**Required work**:
Copy out only the rows below that start at the line containing "of the bouquet" and run through the last row, with "bouquet of flowers" swapped for "bunch of flowers" and nothing else changed.

**Given information**:
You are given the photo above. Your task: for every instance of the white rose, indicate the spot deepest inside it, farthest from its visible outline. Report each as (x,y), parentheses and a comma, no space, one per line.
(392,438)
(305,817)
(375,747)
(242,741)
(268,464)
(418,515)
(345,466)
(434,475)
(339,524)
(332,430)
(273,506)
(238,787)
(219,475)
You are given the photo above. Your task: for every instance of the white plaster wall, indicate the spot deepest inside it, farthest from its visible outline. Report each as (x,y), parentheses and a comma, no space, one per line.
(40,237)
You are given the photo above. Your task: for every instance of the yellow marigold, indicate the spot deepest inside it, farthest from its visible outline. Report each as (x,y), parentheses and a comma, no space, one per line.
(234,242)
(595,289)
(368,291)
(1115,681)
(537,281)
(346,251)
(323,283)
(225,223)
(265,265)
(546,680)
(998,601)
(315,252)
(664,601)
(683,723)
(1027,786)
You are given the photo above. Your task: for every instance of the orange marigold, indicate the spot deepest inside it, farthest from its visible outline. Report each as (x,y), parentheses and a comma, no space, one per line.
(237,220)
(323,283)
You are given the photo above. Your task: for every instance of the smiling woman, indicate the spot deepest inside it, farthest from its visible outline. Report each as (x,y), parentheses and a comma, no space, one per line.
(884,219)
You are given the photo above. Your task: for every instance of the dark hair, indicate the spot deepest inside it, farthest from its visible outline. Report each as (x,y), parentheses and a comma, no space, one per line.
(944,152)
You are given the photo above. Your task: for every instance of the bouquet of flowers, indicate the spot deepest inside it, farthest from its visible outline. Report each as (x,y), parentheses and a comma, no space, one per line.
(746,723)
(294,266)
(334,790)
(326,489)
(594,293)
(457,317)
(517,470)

**Solved exercise**:
You are given the photo above. Your task: for every instance of the bunch of flowers, indicate the spot deepest inside it, farthest from its visible outline. Report each as (x,y), parentheses and a comma, no space, one per line.
(746,723)
(294,266)
(334,790)
(326,489)
(594,293)
(457,317)
(517,470)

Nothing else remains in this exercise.